## Begin Task inputs
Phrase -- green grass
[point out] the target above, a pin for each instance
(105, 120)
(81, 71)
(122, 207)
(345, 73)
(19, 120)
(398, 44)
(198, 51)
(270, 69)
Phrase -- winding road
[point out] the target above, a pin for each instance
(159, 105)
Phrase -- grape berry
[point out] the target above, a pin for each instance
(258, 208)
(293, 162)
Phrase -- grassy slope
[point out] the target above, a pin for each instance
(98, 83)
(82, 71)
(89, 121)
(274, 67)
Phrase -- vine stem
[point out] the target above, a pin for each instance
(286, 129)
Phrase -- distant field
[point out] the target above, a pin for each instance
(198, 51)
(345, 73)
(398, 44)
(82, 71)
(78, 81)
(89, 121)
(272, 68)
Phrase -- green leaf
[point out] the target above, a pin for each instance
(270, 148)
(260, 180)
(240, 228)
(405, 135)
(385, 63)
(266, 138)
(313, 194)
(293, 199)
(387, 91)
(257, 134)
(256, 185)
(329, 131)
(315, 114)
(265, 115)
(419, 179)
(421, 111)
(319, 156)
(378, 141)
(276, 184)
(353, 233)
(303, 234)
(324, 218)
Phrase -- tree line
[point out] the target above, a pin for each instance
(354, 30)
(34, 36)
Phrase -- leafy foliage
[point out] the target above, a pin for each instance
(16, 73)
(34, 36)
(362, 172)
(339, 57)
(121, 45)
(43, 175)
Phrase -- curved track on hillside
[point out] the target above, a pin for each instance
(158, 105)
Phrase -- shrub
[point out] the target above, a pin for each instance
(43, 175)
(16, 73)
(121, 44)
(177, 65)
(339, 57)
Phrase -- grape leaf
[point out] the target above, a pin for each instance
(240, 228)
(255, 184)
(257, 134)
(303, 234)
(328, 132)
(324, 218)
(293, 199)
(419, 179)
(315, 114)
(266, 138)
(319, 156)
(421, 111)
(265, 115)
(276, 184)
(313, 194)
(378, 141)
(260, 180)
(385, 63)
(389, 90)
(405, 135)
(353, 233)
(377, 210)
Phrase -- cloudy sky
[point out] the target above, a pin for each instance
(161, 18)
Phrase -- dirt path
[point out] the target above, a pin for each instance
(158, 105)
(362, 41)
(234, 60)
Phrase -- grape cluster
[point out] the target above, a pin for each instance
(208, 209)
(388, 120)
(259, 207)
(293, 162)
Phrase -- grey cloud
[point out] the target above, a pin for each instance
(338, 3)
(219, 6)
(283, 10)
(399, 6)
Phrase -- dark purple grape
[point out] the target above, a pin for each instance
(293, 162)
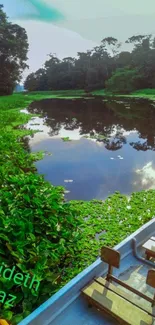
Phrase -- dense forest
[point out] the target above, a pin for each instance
(13, 53)
(105, 66)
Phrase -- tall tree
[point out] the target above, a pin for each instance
(13, 53)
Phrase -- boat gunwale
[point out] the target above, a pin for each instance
(54, 306)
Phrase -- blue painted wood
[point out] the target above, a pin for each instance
(67, 307)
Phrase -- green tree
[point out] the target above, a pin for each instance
(123, 81)
(13, 53)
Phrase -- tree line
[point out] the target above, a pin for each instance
(105, 66)
(13, 53)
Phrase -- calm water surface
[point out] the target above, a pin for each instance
(119, 156)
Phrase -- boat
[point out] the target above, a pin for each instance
(69, 305)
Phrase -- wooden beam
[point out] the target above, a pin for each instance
(148, 309)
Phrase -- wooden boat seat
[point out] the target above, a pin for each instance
(116, 302)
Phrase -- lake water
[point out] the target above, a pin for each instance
(119, 156)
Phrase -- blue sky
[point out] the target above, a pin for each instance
(65, 27)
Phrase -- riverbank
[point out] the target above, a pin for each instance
(40, 233)
(143, 93)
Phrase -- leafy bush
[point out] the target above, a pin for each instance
(38, 230)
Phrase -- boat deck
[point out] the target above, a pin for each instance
(132, 272)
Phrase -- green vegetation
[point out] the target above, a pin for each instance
(142, 93)
(40, 233)
(13, 54)
(105, 66)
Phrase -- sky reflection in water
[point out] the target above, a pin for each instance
(123, 161)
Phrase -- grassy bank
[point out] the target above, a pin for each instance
(41, 234)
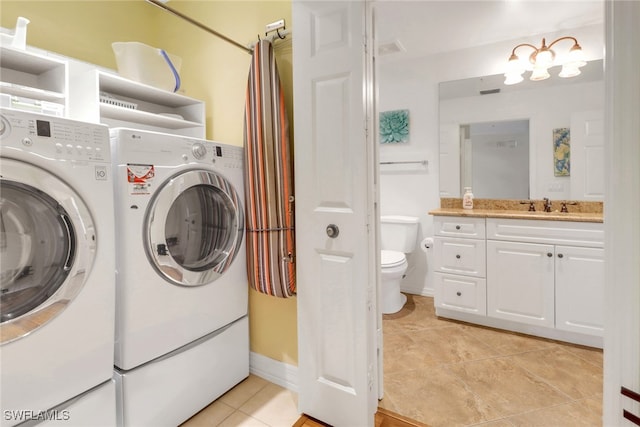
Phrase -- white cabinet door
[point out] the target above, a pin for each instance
(520, 282)
(460, 293)
(580, 289)
(460, 256)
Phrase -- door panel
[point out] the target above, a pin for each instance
(335, 214)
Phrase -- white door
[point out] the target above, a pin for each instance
(622, 228)
(587, 155)
(337, 256)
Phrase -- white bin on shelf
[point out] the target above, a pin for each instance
(149, 65)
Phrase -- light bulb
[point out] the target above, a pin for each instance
(514, 66)
(576, 57)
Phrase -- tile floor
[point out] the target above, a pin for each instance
(254, 402)
(447, 373)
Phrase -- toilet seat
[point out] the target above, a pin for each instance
(389, 259)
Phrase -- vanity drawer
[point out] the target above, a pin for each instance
(466, 294)
(460, 256)
(454, 226)
(590, 234)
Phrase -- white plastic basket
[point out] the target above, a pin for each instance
(149, 65)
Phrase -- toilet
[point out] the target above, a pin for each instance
(397, 237)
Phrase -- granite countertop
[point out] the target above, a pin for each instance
(580, 211)
(518, 214)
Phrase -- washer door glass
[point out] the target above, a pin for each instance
(195, 225)
(44, 248)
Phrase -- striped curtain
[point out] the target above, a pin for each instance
(268, 180)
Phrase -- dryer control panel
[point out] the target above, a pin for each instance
(54, 137)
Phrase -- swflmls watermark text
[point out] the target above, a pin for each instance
(22, 415)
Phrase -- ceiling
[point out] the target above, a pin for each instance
(424, 27)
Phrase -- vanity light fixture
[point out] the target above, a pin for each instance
(541, 59)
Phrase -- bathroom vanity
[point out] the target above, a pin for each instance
(539, 273)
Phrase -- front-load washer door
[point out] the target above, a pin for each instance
(47, 245)
(193, 227)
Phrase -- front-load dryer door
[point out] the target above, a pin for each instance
(47, 246)
(193, 227)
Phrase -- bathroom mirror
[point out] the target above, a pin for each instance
(494, 159)
(514, 125)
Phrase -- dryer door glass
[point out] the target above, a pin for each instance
(37, 248)
(195, 225)
(199, 228)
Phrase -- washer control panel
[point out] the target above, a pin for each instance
(54, 137)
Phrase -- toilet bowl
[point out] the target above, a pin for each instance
(394, 265)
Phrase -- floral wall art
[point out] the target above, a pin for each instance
(562, 151)
(394, 126)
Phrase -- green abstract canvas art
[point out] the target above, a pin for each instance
(394, 126)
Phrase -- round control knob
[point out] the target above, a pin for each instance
(198, 150)
(332, 231)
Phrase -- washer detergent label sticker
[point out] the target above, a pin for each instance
(140, 178)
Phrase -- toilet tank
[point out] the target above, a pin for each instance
(398, 233)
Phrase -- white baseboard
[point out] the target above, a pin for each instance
(274, 371)
(425, 292)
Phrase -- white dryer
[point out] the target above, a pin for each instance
(57, 264)
(181, 302)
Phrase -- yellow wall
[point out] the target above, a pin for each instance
(212, 70)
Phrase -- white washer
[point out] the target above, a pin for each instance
(57, 262)
(182, 295)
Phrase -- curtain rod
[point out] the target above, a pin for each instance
(198, 24)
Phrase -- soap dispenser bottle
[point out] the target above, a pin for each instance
## End Task inputs
## The task
Copy the listing above word for word, from its first line through its last, and leave out the pictures.

## Problem solution
Phrase -- green grass
[point out] the target above, a pin for each instance
(105, 120)
(81, 71)
(122, 207)
(345, 73)
(19, 120)
(398, 44)
(198, 51)
(270, 69)
Phrase -- winding road
[point out] the target above, a pin for each instance
(159, 105)
Phrase -- grape berry
[point out] the target above, a pin for each instance
(258, 208)
(293, 162)
Phrase -- grassy slope
[point out] the target above, a pin for each instance
(98, 83)
(82, 71)
(89, 121)
(274, 67)
Phrase -- vine stem
[point out] the target above, a pin for each instance
(286, 129)
Phrase -- distant field
[point out] the target above, a pin for each instance
(198, 51)
(345, 73)
(398, 44)
(82, 71)
(78, 81)
(89, 121)
(272, 68)
Phrase -- green leaf
[point out] the target above, a pin for each instance
(270, 148)
(260, 180)
(240, 228)
(405, 135)
(385, 63)
(266, 138)
(313, 194)
(293, 199)
(387, 91)
(257, 134)
(256, 185)
(329, 131)
(315, 114)
(265, 115)
(419, 179)
(421, 111)
(319, 156)
(378, 141)
(276, 184)
(353, 233)
(303, 234)
(324, 218)
Phrase -- tree line
[point out] the target above, a pin for each instance
(354, 30)
(34, 36)
Phrase -- leafy foliage
[point out] the target above, a pin for each instance
(16, 73)
(34, 36)
(362, 172)
(339, 57)
(121, 45)
(43, 175)
Phrase -- curved track on hillside
[point out] the target above, a pin for each instance
(158, 105)
Phrase -- shrub
[point out] the target above, a pin for each instance
(43, 175)
(16, 73)
(121, 44)
(177, 65)
(339, 57)
Phrase -- grape leaf
[point out] the target above, a pin for each instance
(240, 228)
(255, 184)
(257, 134)
(303, 234)
(328, 132)
(324, 218)
(293, 199)
(419, 179)
(315, 114)
(266, 138)
(319, 156)
(421, 111)
(265, 115)
(276, 184)
(313, 194)
(378, 141)
(260, 180)
(385, 63)
(389, 90)
(405, 135)
(353, 233)
(377, 210)
Phrase -- cloudy sky
[point out] the target above, a pin for each instance
(161, 18)
Phrase -- dirt path
[point out] the target above, a pin for each instance
(158, 105)
(362, 41)
(234, 60)
Phrase -- grape cluster
[point out] the target above, a pin for each instance
(208, 209)
(388, 120)
(259, 207)
(293, 162)
Phrase -- grey cloud
[point out] the target above, a pin for each instance
(338, 3)
(219, 6)
(283, 10)
(399, 6)
Phrase -- dark purple grape
[point out] the target above, a pin for each instance
(293, 162)
Phrase -- dense forest
[point out] the target above, a pin for each instance
(13, 53)
(105, 66)
Phrase -- tall tree
[point out] the target above, a pin for each instance
(13, 53)
Phrase -- boat gunwale
[point out] the target above, a pin for each instance
(54, 306)
Phrase -- blue painted wood
[point out] the target above, a pin for each instance
(67, 307)
Phrase -- green tree
[point out] the target above, a pin for each instance
(123, 81)
(13, 53)
Phrase -- tree line
[point out] the target above, a pin for each instance
(105, 66)
(13, 53)
Phrase -- calm water surface
[point out] the target above, a pin for each instance
(119, 156)
Phrase -- boat
[point out] the target above, a pin for each instance
(69, 305)
Phrase -- wooden beam
[point out] the target above, a pin for each instance
(148, 309)
Phrase -- wooden boat seat
[point out] the target above, a pin for each instance
(116, 302)
Phrase -- lake water
[point out] the target above, a pin for each instance
(119, 156)
Phrase -- blue sky
[point out] the target above, a pin for each instance
(65, 27)
Phrase -- riverbank
[point out] the target above, a pin for each instance
(40, 233)
(143, 93)
Phrase -- leafy bush
[point out] the target above, a pin for each instance
(38, 230)
Phrase -- boat deck
[point out] the target above, a pin for each instance
(132, 272)
Phrase -- green vegetation
[point out] the target above, a pin for each instance
(142, 93)
(40, 233)
(13, 54)
(105, 66)
Phrase -- sky reflection in water
[point out] the target above, a pin for each instance
(123, 161)
Phrase -- grassy bank
[point out] the target above, a pin for each instance
(41, 234)
Phrase -- white cabinet door
[point out] the target above, a pin for each instance
(520, 282)
(460, 293)
(580, 289)
(460, 256)
Phrase -- door panel
[point out] the target above, a pin for each instance
(335, 214)
Phrase -- white door
[point out] the target above, a pin for each instance
(622, 228)
(587, 155)
(337, 256)
Phrase -- white bin on shelf
[point out] the target above, a pin for each instance
(149, 65)
Phrase -- light bulb
[point out] the target above, a pin for each instance
(514, 66)
(576, 57)
Phrase -- tile floor
[point out] the target above, a pin for each instance
(254, 402)
(447, 373)
Phrase -- toilet seat
[point out] the target above, a pin for each instance
(389, 259)
Phrase -- vanity drawer
[point out] the target above, a pin for each instance
(466, 294)
(460, 256)
(454, 226)
(590, 234)
Phrase -- white plastic basket
[point out] the target above, a pin for each instance
(149, 65)
Phrase -- toilet
[point out] the target above, a pin for each instance
(397, 237)
Phrase -- granite countertop
[point out] the target above, a pin for each instance
(580, 211)
(518, 214)
Phrase -- washer door glass
[point out] the target above, a pin for each instance
(195, 225)
(44, 248)
Phrase -- striped curtain
[point out] the target above, a pin for each instance
(268, 180)
Phrase -- dryer control panel
[point out] the target above, a pin for each instance
(54, 137)
Phrase -- swflmls watermark text
[point out] the target above, a pin for each instance
(22, 415)
Phrase -- ceiling
[point out] the target above, a pin for each instance
(424, 27)
Phrase -- vanity light fixture
[point out] the target above, a pin for each instance
(541, 59)
Phrase -- bathroom vanity
[point out] the target above, a pin for each instance
(539, 273)
Phrase -- front-load washer door
[point out] the target above, a pin for each instance
(47, 245)
(193, 227)
Phrase -- front-load dryer door
[point out] the target above, a pin for each instance
(47, 246)
(193, 227)
Phrase -- bathroom mirror
[point out] the target above, a pin for each instance
(494, 159)
(514, 125)
Phrase -- dryer door glass
[point out] the target above, a pin for each instance
(37, 248)
(195, 225)
(199, 228)
Phrase -- washer control panel
[point out] the target above, a pin for each instance
(54, 137)
Phrase -- toilet bowl
[point out] the target above, a pin for each instance
(394, 265)
Phrase -- floral wall art
[point out] the target above, a pin for each instance
(562, 151)
(394, 126)
Phrase -- green abstract canvas art
[point out] the target above, a pin for each instance
(394, 126)
Phrase -- round control knob
[point out] the target above, a pin for each instance
(198, 150)
(332, 231)
Phrase -- washer detergent label sticker
[point out] the target above, a pin for each instance
(140, 178)
Phrase -- toilet tank
[point out] the target above, a pin for each instance
(398, 233)
Phrase -- white baseboard
[point out] the target above, a pin for each instance
(274, 371)
(425, 292)
Phrase -- white dryer
[point out] the target above, a pin for each instance
(57, 264)
(181, 302)
Phrase -- yellow wall
[point out] the target above, a pin for each instance
(212, 70)
Phrase -- white washer
[point out] the target above, a pin for each instance
(57, 262)
(182, 295)
Phrase -- curtain rod
[point out] the target above, a pin for each instance
(198, 24)
Phrase -- soap dispenser bottle
[point out] the target above, a pin for each instance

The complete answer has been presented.